§ DIRECTIONS
This task calls for copying every line in the data below that contains the word "head".

[RECORDS SUPPLIED — start]

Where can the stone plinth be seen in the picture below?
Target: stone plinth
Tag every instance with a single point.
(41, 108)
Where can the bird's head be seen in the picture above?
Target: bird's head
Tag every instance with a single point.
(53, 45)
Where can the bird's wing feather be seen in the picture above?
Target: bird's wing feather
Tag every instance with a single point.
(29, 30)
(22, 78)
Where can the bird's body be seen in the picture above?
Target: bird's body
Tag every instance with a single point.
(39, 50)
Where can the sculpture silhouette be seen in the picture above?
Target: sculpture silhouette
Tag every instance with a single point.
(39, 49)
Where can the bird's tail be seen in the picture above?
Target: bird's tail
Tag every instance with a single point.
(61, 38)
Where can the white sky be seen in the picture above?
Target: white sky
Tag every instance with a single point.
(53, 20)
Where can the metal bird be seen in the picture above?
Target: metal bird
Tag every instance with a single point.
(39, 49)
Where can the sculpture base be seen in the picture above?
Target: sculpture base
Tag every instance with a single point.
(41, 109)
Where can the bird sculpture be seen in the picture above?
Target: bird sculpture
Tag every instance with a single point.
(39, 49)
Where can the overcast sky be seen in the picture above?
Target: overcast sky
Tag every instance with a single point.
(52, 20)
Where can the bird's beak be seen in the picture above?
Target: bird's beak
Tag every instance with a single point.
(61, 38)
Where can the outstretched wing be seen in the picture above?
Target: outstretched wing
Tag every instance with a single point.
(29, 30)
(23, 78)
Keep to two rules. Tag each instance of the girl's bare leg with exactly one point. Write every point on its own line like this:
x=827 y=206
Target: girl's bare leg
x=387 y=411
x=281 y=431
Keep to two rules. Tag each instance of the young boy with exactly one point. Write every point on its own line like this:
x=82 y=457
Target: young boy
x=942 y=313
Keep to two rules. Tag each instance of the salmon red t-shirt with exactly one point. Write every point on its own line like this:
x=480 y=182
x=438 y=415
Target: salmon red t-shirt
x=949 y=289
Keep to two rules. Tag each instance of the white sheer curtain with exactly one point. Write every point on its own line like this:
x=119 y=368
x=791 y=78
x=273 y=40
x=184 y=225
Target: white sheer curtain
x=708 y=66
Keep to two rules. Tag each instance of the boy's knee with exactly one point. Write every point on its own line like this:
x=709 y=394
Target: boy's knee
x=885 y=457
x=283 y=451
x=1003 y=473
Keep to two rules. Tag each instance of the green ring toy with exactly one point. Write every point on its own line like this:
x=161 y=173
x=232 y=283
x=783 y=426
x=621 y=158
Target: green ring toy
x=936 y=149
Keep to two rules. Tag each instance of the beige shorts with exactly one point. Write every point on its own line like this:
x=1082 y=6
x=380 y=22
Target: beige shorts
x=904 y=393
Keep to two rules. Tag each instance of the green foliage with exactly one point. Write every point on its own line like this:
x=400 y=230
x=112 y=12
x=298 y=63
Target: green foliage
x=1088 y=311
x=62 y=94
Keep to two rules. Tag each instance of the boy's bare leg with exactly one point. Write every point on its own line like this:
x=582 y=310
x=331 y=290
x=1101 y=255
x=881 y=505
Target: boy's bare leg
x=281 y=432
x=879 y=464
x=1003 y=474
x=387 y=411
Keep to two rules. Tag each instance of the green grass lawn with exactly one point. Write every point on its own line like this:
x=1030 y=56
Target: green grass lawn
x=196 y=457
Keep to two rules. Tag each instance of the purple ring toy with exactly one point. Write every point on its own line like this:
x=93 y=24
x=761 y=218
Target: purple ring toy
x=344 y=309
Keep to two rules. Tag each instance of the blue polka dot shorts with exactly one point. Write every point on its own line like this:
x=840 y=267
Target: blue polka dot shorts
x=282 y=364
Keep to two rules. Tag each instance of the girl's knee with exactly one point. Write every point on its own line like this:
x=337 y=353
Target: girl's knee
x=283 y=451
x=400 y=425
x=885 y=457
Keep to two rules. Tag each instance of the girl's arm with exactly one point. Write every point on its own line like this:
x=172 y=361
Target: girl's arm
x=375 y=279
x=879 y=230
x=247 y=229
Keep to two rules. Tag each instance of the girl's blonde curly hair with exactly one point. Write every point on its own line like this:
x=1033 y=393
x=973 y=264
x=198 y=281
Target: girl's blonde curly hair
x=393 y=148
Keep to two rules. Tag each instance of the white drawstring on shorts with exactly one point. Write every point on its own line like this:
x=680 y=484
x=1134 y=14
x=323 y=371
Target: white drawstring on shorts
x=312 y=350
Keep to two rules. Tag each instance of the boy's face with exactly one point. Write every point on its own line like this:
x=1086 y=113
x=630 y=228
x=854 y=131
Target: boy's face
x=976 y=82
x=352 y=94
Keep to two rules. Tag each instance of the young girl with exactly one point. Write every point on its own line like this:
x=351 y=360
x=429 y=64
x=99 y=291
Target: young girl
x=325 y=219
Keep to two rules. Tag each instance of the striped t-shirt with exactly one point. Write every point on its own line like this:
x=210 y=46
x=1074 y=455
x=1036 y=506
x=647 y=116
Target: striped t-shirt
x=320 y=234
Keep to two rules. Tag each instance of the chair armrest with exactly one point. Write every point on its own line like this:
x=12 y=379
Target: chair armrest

[RECORDS SUPPLIED — finish]

§ WRITTEN RESPONSE
Where can the bird's head be seen in the picture above?
Target: bird's head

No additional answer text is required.